§ Dataset
::::
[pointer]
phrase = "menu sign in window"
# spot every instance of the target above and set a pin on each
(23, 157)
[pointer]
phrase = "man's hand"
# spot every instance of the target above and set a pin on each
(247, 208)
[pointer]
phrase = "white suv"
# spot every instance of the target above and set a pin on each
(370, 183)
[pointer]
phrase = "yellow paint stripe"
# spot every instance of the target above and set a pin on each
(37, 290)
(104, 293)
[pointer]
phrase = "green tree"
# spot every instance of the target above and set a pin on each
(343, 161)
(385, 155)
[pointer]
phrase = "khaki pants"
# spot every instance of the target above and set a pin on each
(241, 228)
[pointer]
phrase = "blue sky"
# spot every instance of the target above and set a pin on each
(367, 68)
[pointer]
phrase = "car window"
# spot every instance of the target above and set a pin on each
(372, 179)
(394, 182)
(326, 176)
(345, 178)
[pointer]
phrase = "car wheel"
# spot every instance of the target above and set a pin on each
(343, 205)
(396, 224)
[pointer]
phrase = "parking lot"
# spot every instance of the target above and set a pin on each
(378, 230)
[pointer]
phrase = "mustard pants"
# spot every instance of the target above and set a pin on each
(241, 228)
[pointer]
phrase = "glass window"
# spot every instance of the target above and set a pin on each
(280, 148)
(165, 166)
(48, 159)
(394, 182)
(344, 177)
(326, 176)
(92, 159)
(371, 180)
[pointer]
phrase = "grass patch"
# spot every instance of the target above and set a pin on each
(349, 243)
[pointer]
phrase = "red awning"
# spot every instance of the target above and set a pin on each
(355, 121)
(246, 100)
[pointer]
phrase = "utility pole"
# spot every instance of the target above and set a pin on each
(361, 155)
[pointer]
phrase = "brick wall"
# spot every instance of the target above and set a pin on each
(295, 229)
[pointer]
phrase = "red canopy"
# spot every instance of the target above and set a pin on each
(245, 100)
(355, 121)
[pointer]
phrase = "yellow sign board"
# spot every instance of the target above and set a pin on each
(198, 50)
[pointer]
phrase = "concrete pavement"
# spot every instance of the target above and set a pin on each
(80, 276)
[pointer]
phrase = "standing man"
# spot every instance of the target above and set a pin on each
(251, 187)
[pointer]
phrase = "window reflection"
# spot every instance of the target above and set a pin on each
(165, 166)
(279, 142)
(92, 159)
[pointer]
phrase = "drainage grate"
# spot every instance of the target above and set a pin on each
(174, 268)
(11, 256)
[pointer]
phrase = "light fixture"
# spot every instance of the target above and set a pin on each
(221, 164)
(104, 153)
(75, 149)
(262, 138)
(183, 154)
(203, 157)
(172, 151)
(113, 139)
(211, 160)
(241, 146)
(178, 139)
::::
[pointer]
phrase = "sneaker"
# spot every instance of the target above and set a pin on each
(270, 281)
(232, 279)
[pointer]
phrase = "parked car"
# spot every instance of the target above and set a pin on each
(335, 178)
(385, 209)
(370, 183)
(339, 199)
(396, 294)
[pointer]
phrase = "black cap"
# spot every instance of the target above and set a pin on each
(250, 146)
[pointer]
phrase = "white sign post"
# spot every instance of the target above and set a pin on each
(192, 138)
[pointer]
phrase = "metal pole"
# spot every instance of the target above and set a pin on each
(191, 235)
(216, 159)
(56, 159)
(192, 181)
::::
§ Written request
How many lines in the records above contain the string "pants"? Treat uppercase and lowercase as distinct, and reply with only the number.

§ The answer
2